Given text:
X-Prizes sound like a great idea: Set a contest goal, put up a stack of money, and see what happens when people try to win. But they take time to run and the ultimate winner has to take more time to move from concept winner to market. For example, the Progressive Insurance Automotive X PRIZE started in 2008 and won't award a winner until later this month. Supposed the contest will produce "production-capable vehicles" that exceed the equivalent of 100 miles per gallon, but $10 million in prize money won't buy you much of a product line. Winner or winners will have to cut a production deal with a major manufacturer -- good luck with getting GM to take that sort of risk -- so by the time the smoke clear's we're at 7 to 8 years in the process before the first car hits the streets, assuming anyone wants to make it.
On the other side of the "must make it happen" method list is the Manhattan Project. It's an extreme example because it blew a ton of money in about two and a half years from green light through incepting during wartime with the U.S. government calling all the shots with private industry along for the ride. It is unlikely that we can spend that sort of money or have that sort of effort in these times unless something Really Big (like an asteroid hurtling to earth) poses an immediate threat to our way of life.
NASA's Apollo program is the middle ground. President John F. Kennedy set clear-cut goals -- put a man on the moon, return him safely to the earth by the end of the decade -- and the U.S. government and people lined up behind the goal when the need was to beat the Soviet Union to the moon in what turned out to be a combination of political competition and engineering achievement under pressure.

Provided material:
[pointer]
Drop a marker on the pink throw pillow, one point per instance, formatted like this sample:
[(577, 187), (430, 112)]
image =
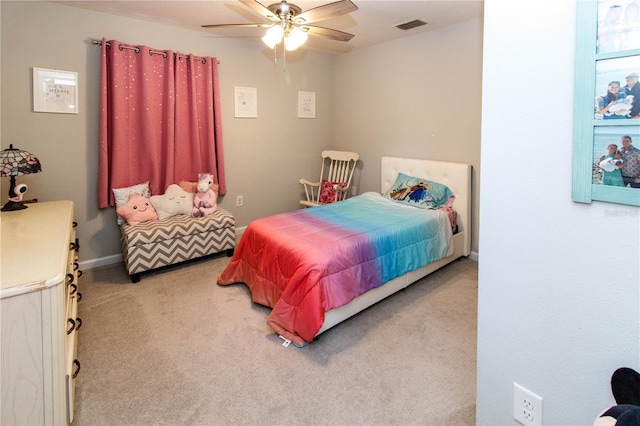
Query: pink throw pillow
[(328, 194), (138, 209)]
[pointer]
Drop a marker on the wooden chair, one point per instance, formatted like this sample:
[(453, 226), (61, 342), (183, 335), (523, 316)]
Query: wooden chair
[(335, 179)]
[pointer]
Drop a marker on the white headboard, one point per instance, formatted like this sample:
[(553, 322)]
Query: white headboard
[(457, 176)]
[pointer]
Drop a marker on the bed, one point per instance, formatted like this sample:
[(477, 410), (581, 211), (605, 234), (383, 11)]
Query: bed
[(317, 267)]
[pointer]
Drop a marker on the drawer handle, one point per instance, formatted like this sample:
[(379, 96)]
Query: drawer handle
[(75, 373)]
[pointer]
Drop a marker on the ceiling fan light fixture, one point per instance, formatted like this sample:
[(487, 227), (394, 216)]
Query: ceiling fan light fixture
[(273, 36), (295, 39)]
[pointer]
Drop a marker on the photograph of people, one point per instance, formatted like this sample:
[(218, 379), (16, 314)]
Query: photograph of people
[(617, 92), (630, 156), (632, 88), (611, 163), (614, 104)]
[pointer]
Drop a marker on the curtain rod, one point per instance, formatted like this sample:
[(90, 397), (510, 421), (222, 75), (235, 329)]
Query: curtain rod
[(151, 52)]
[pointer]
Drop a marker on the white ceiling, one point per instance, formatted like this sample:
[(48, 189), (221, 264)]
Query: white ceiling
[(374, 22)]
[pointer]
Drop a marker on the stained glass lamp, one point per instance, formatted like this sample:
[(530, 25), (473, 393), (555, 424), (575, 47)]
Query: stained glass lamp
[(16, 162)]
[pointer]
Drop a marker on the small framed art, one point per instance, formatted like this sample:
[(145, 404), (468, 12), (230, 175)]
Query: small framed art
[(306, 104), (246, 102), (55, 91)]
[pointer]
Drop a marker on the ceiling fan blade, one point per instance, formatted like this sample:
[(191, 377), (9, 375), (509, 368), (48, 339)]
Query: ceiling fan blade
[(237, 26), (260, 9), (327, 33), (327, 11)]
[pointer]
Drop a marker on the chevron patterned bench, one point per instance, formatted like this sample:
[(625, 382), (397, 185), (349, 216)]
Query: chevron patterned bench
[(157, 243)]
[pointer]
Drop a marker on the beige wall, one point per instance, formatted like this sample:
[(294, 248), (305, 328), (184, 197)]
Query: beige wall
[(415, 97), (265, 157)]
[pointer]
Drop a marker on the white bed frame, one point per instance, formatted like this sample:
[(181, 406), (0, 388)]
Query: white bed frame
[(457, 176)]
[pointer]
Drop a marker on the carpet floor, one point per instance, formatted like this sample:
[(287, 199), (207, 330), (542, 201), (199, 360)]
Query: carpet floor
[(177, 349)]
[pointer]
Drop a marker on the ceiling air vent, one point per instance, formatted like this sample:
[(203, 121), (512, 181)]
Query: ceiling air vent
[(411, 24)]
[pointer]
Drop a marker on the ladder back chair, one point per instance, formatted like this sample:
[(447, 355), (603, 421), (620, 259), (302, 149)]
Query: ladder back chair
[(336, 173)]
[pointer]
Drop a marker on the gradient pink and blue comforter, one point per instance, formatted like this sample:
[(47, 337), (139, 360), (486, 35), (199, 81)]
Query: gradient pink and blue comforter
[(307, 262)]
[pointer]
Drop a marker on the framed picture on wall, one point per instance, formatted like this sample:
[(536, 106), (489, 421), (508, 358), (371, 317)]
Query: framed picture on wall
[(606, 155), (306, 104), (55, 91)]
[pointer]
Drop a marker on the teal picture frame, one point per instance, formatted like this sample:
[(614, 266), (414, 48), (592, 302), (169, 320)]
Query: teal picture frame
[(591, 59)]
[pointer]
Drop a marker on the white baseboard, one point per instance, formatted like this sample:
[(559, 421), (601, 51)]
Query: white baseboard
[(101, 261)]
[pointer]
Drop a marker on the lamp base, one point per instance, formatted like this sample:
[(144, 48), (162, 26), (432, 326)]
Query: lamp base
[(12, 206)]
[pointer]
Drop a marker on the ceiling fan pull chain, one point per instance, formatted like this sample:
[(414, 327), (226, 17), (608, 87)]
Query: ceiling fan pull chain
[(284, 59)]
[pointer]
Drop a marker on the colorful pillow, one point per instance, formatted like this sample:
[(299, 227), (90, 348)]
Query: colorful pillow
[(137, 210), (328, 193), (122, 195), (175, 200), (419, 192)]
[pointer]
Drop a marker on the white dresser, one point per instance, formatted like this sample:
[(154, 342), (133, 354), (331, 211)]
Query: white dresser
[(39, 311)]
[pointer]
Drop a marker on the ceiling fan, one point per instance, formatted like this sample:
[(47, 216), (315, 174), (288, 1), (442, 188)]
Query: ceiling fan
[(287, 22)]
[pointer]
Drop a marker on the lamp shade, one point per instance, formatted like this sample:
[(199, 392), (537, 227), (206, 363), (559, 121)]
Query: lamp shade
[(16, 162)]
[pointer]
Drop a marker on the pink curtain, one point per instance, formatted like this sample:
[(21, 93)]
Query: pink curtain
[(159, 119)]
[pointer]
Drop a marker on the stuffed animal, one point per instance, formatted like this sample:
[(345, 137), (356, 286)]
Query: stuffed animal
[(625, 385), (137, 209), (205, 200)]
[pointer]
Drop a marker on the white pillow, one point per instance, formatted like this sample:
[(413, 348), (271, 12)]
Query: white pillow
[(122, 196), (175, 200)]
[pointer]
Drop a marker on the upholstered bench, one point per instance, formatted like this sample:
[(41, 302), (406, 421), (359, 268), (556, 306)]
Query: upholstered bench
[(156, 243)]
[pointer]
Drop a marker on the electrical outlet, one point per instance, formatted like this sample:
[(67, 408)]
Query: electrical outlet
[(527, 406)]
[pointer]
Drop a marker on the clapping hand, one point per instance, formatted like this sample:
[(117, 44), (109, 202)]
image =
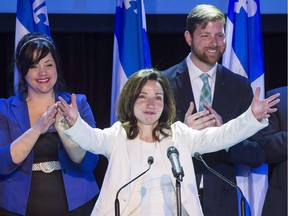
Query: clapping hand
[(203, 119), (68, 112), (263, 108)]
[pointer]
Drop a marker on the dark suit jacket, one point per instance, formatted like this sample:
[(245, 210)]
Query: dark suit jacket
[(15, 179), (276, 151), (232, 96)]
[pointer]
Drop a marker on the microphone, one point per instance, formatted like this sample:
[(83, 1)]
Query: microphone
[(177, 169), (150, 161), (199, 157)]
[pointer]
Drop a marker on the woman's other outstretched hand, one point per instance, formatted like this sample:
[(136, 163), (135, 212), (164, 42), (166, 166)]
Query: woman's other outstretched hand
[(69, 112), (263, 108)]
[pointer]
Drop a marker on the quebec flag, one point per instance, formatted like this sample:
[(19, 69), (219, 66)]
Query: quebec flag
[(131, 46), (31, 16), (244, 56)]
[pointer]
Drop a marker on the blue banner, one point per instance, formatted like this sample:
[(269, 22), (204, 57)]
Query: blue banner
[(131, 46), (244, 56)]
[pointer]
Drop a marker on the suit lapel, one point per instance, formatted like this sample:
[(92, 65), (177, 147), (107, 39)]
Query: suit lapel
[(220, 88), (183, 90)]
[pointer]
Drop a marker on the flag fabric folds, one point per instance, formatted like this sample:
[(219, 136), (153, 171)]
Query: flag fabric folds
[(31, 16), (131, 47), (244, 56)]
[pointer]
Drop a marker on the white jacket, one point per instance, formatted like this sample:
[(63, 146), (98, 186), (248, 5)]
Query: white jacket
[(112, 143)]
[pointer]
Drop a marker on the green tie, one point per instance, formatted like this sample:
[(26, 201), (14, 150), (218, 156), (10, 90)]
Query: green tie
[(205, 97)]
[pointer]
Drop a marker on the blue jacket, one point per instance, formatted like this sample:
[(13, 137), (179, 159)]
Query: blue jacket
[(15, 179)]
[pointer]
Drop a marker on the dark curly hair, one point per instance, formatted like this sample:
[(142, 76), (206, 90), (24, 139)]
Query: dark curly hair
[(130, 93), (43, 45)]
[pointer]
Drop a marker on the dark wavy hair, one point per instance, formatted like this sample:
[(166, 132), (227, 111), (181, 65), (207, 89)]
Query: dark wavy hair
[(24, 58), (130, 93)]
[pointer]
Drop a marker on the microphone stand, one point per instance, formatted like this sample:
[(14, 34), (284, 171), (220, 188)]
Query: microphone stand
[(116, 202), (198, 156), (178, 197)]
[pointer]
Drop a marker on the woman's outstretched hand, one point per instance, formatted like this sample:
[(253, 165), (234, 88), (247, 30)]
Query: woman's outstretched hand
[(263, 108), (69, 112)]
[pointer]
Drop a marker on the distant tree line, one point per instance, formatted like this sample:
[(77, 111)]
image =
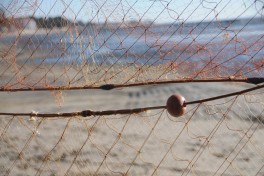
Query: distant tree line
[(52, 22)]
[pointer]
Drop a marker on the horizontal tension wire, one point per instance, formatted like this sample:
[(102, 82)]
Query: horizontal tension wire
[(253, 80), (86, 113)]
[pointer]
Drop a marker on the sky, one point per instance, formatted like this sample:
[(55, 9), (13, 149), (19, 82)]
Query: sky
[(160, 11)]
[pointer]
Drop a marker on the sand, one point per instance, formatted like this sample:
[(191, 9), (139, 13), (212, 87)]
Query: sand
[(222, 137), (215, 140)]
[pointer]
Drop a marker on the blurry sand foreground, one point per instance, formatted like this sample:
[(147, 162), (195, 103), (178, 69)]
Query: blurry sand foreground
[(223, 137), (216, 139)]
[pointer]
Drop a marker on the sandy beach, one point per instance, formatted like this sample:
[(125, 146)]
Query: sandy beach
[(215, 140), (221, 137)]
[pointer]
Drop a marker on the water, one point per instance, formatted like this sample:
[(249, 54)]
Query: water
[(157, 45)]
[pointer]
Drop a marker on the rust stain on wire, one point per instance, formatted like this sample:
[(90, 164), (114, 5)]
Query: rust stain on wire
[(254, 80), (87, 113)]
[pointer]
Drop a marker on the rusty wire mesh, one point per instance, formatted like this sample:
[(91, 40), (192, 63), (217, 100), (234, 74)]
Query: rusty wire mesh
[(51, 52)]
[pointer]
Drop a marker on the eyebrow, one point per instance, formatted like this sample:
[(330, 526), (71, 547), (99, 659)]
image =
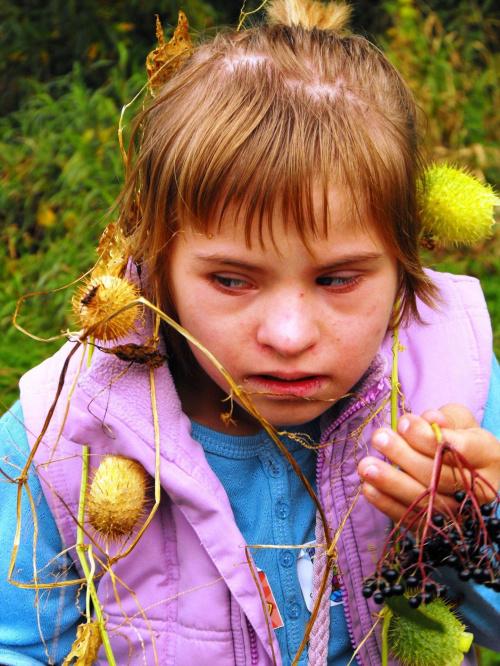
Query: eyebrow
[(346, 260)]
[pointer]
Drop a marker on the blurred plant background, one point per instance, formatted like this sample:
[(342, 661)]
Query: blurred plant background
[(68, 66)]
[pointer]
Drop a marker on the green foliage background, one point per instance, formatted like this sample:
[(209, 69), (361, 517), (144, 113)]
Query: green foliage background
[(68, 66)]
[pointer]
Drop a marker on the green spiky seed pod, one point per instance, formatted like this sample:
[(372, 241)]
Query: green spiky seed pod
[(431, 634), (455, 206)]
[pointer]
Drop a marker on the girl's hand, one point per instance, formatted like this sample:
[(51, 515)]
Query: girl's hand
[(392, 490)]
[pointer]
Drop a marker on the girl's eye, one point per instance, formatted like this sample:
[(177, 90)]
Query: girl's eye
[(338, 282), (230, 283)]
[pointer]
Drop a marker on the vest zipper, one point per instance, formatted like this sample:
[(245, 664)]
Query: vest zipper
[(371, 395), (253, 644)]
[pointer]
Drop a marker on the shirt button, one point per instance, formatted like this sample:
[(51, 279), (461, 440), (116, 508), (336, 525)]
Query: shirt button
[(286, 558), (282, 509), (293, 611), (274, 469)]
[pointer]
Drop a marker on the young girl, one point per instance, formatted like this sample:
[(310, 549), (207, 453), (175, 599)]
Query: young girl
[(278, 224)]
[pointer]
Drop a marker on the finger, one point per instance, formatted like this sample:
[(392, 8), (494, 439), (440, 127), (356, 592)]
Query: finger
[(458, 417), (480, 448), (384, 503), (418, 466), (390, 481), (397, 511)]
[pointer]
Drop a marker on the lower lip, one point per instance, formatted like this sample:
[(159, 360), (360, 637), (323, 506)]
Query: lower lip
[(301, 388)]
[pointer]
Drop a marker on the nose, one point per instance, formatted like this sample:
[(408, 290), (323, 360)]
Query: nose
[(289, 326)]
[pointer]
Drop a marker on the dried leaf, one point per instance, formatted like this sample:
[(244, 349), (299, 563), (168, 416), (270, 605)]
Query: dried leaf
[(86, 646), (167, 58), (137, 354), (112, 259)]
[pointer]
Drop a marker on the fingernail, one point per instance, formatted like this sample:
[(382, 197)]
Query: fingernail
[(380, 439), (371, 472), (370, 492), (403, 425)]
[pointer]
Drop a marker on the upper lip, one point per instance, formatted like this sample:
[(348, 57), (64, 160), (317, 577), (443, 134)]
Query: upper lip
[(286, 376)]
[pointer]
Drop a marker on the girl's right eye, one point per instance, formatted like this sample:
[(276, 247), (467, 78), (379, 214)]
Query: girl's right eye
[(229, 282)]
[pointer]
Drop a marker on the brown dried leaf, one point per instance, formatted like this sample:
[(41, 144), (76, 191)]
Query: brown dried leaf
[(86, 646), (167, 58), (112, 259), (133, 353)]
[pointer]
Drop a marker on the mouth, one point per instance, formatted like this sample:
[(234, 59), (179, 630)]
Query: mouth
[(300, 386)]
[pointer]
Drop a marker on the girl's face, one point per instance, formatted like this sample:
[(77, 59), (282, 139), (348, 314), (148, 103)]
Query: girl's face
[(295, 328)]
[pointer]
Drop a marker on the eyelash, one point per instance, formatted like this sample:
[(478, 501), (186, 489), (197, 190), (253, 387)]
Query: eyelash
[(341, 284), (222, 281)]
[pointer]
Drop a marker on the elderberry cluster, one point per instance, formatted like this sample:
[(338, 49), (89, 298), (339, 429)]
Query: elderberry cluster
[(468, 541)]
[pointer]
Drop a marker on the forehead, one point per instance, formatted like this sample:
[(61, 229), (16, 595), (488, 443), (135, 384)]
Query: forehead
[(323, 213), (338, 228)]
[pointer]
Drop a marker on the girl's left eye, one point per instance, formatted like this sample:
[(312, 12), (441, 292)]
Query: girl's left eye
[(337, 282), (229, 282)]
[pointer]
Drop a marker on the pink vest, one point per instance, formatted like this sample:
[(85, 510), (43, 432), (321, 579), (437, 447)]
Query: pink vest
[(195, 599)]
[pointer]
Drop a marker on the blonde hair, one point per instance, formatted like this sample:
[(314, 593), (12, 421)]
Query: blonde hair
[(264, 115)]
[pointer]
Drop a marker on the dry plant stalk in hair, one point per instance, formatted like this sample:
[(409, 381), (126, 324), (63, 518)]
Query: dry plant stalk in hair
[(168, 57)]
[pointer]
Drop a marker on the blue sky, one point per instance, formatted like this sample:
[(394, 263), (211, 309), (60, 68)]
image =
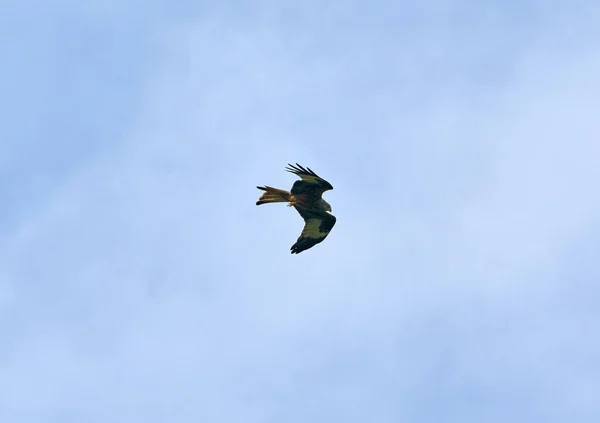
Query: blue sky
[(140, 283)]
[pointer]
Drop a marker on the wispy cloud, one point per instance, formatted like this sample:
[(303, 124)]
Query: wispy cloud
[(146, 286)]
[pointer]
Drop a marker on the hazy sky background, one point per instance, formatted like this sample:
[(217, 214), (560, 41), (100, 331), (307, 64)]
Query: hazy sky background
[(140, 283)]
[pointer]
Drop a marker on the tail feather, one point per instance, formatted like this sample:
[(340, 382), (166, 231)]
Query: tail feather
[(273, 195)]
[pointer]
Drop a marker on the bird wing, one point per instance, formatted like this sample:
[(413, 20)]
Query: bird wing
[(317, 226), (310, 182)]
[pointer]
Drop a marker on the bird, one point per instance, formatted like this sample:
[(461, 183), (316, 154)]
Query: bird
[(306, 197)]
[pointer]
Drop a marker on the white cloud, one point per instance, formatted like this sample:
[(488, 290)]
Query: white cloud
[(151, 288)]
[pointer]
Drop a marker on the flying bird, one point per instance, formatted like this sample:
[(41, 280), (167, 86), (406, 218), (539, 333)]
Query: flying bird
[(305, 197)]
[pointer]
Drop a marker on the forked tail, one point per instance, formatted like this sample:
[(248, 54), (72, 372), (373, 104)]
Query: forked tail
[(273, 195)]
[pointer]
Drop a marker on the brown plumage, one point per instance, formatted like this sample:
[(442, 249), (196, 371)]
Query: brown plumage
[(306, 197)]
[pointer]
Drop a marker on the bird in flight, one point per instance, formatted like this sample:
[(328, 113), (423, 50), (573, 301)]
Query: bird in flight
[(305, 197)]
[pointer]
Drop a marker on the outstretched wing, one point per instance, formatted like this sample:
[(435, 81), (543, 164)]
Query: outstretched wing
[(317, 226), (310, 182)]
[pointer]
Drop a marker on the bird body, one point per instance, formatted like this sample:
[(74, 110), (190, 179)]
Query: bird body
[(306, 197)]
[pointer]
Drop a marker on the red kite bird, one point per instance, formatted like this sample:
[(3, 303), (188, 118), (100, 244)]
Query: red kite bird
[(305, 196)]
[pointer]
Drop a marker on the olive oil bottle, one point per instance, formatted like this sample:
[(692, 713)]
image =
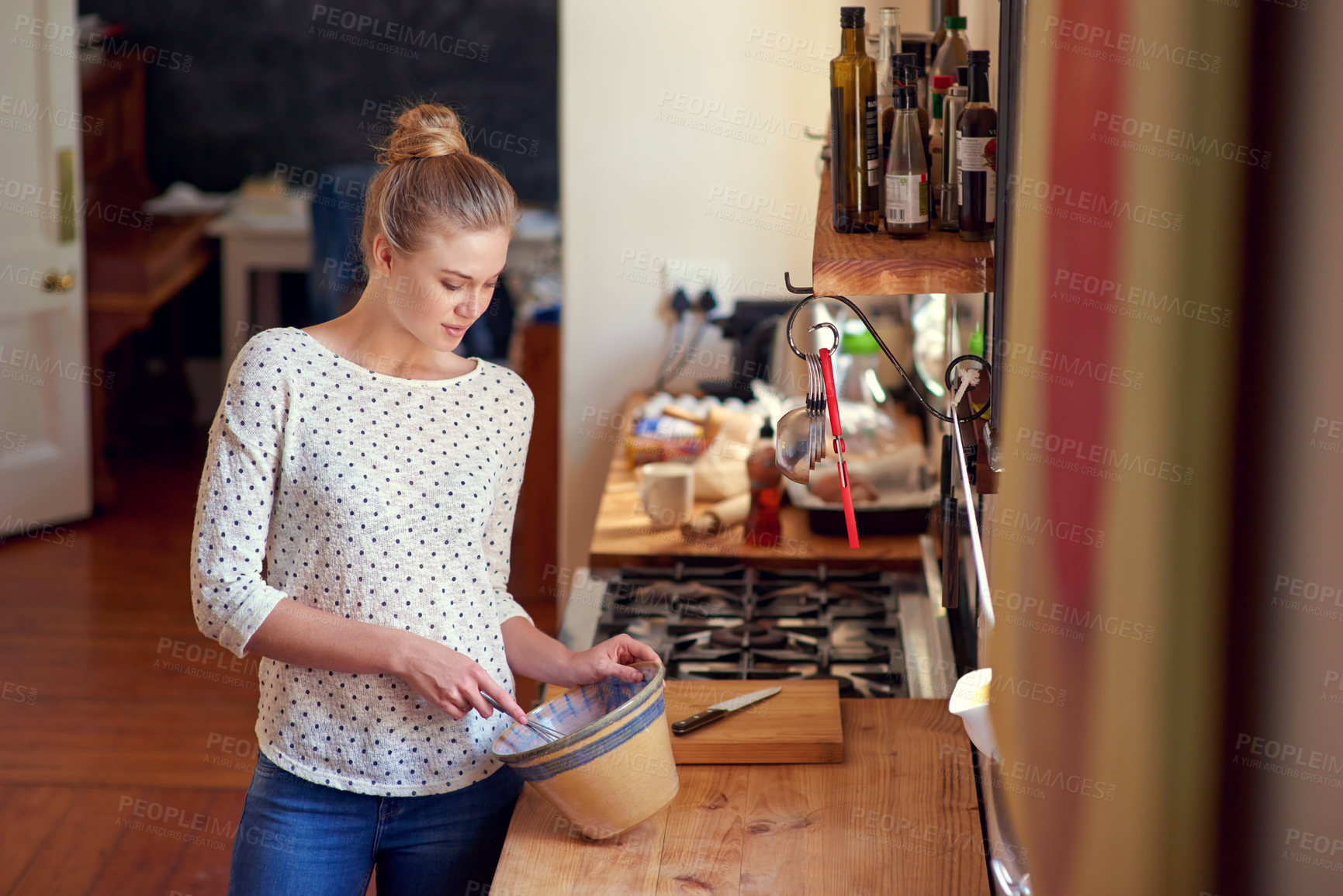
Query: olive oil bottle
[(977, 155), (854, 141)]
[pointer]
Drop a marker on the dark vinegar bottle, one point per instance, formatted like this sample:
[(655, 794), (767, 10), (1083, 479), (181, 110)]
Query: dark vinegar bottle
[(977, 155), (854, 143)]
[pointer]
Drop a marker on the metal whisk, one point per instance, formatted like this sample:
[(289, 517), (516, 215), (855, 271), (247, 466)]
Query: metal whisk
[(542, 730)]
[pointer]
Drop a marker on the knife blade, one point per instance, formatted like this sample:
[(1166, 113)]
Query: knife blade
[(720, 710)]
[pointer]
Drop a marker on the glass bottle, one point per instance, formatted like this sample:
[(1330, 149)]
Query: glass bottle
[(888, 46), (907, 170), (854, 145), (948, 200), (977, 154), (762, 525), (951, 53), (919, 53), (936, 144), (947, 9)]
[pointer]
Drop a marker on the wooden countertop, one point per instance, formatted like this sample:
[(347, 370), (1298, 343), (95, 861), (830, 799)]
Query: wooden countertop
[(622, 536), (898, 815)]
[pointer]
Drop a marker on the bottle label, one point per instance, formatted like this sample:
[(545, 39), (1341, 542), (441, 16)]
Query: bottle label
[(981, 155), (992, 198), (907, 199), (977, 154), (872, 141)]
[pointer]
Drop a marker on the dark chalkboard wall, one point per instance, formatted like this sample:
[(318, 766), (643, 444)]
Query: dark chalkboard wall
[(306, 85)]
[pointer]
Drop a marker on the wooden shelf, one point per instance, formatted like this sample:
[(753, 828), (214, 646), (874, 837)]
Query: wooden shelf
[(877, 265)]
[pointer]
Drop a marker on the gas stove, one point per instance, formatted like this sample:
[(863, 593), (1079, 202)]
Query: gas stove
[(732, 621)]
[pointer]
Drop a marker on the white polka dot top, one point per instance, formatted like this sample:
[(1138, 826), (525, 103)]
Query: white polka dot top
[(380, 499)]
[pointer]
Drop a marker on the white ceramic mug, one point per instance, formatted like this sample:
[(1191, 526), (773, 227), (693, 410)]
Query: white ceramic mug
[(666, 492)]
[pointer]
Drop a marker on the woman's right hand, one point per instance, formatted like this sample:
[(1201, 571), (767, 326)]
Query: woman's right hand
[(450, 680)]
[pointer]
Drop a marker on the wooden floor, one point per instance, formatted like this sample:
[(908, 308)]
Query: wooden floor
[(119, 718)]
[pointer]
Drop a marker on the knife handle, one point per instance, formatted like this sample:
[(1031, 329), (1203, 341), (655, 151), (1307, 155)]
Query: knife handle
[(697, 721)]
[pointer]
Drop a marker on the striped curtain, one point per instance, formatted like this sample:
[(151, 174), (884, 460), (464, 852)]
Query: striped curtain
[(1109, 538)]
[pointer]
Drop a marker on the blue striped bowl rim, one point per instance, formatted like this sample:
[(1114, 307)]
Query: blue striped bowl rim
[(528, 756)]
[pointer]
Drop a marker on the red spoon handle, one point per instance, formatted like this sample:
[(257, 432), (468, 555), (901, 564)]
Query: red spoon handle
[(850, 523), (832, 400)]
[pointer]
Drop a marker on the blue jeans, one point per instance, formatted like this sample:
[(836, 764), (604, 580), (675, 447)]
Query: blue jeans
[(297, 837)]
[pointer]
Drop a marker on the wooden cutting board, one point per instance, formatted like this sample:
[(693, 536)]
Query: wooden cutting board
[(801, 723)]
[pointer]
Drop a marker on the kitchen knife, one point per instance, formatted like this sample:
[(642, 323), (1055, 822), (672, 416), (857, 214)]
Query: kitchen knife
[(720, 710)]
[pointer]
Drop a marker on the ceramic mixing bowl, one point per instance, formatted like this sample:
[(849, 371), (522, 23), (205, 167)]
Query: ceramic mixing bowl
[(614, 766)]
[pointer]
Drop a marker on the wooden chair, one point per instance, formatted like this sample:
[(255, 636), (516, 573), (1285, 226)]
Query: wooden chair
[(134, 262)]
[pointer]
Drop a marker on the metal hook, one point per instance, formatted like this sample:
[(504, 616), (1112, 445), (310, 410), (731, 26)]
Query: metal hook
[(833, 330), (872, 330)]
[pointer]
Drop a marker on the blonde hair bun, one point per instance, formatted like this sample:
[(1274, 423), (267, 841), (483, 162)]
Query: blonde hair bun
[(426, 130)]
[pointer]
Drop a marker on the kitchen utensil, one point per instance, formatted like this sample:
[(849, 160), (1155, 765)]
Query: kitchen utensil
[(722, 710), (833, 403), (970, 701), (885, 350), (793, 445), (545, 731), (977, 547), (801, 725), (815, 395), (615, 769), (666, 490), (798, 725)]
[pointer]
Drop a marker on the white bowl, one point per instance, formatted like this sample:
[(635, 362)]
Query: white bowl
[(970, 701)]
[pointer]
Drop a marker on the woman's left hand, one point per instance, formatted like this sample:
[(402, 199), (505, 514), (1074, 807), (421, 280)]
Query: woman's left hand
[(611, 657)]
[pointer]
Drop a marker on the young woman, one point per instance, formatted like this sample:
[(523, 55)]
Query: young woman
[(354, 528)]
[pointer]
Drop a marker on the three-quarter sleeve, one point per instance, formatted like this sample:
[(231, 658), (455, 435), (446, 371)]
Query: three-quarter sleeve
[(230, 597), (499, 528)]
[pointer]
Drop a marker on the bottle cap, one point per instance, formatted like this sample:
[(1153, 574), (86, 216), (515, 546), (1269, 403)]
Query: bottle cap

Objective 1:
Based on the passage about X-Prizes, the Manhattan Project, and the Apollo program, say whether each statement agrees with it, answering yes or no and quoting the deciding words: (a) The Progressive Insurance Automotive X PRIZE began in 2008. (b) The Manhattan Project ran for about five years from green light. (c) Kennedy's goal included returning the man safely to earth by the end of the decade.
Objective 2:
Offset the coordinates in the answers of the entries by adding 84 to each number. Write out every line again, requests included, from the start of the entries to the line with "[(75, 373)]", both ends included, and leave out the pictures.

Correct result 1:
(a) Yes: "the Progressive Insurance Automotive X PRIZE started in 2008"
(b) No: "about two and a half years from green light"
(c) Yes: "return him safely to the earth by the end of the decade"

Correct result 2:
[pointer]
Drop a marker on the pink throw pillow, one point per instance, formatted like this sample:
[(577, 187), (430, 112)]
image =
Query: pink throw pillow
[(412, 278), (222, 293)]
[pointer]
Drop a marker on the wooden chair, one point per instance, formatted like this sample:
[(453, 226), (61, 342), (183, 335), (523, 316)]
Query: wooden chair
[(419, 263)]
[pointer]
Drop a marker on the white headboard, one point per instance, formatted like this sample:
[(553, 322)]
Query: white headboard
[(541, 260)]
[pointer]
Drop a marker on the bed, one point per instance, formatted like this sample:
[(477, 410), (581, 211), (605, 234), (383, 11)]
Query: bed
[(401, 351)]
[pointer]
Drop a marker on the drawer handle, one point per instance, formatted like this sample:
[(379, 96)]
Query: drawer handle
[(159, 457)]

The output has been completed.